## Task description
Reproduce verbatim the portion of the RNA-seq analysis post below between "My question here" and "the three analyses?", inclusive.

── Excerpt provided

I am working with bulk RNA-seq data from ~300 samples of human healthy and diseased tissue.
The data were mapped to the reference transcriptome using Salmon and were summarised to gene-level and transcript-level using tximport (LengthscaledTPM and DTUscaledTPM) functions respectively. The hidden variation was assessed using the gene-level expression matrix using svaseq.
The gene-level matrix was used for differential gene expression analysis using limma with voom transformation. The model for differential gene expression included the condition of interest (health/disease) and the surrogate variables (SVs) calculated by svaseq.
The transcript-level matrix was used for differential transcript usage analysis using the function limma::diffsplice to find out differences in transcript relative abundances of each gene between conditions. The model here also included the SVs calculated previously. (limma::diffsplice was the only one that scaled well with the number of my samples, other options like DEXSeq and DRIMseq were too slow).
To find out more about the different transcripts and how they are derived I checked differences in local splicing using Leafcutter method. For that I mapped the reads to the reference genome using STAR and extracted reads (Leafcutter) that are split in order to find introns sharing splicing sites. The matrix in this case is on the intron-level. When performing the differential splicing analysis (this is a Dirichlet multinomial model that Leafcutter uses) I also included the SVs in the model.
My question here is:
Can I include the surrogate variables calculated on the gene-level for all my analyses (gene, transcript, splicing) as indicative of the hidden variation in my data? Or should I run svaseq separately for all the different matrices and include different SVs in each of the three analyses?

────
── Information

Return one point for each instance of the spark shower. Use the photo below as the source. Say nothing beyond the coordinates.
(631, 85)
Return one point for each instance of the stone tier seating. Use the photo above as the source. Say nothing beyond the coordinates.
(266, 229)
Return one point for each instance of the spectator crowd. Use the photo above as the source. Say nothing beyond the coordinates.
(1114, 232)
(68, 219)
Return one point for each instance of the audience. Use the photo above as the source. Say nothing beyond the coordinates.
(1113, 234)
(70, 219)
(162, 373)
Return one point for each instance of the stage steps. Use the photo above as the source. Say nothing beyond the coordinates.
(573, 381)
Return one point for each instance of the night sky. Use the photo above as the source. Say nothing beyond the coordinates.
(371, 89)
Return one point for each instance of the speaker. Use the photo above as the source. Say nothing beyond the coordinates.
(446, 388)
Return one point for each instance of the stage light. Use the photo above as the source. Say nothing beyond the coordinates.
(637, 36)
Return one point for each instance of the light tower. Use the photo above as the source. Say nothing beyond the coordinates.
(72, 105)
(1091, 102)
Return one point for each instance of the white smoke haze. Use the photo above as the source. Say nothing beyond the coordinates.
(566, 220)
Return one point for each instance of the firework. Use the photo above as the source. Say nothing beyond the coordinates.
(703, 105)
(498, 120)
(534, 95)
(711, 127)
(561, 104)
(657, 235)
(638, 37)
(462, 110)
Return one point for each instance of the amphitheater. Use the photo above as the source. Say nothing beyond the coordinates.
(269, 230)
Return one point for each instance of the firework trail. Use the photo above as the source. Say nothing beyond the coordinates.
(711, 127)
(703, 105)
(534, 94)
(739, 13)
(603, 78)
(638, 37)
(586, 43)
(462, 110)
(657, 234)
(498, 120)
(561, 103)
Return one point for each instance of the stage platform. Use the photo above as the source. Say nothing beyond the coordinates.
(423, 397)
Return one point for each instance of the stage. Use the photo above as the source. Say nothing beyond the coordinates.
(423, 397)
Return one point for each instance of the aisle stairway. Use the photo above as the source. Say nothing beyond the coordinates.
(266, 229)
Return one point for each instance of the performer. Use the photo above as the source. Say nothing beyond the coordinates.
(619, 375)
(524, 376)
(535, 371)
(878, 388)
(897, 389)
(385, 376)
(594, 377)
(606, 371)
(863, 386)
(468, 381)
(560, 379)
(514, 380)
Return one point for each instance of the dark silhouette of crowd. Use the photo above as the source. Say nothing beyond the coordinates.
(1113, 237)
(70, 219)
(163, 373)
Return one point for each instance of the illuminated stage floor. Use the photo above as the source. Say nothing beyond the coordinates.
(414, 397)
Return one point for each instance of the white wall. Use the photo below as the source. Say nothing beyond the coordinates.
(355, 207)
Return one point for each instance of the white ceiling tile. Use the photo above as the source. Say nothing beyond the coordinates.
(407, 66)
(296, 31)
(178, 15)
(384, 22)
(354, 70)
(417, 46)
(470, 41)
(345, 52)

────

## Response below
My question here is:
Can I include the surrogate variables calculated on the gene-level for all my analyses (gene, transcript, splicing) as indicative of the hidden variation in my data? Or should I run svaseq separately for all the different matrices and include different SVs in each of the three analyses?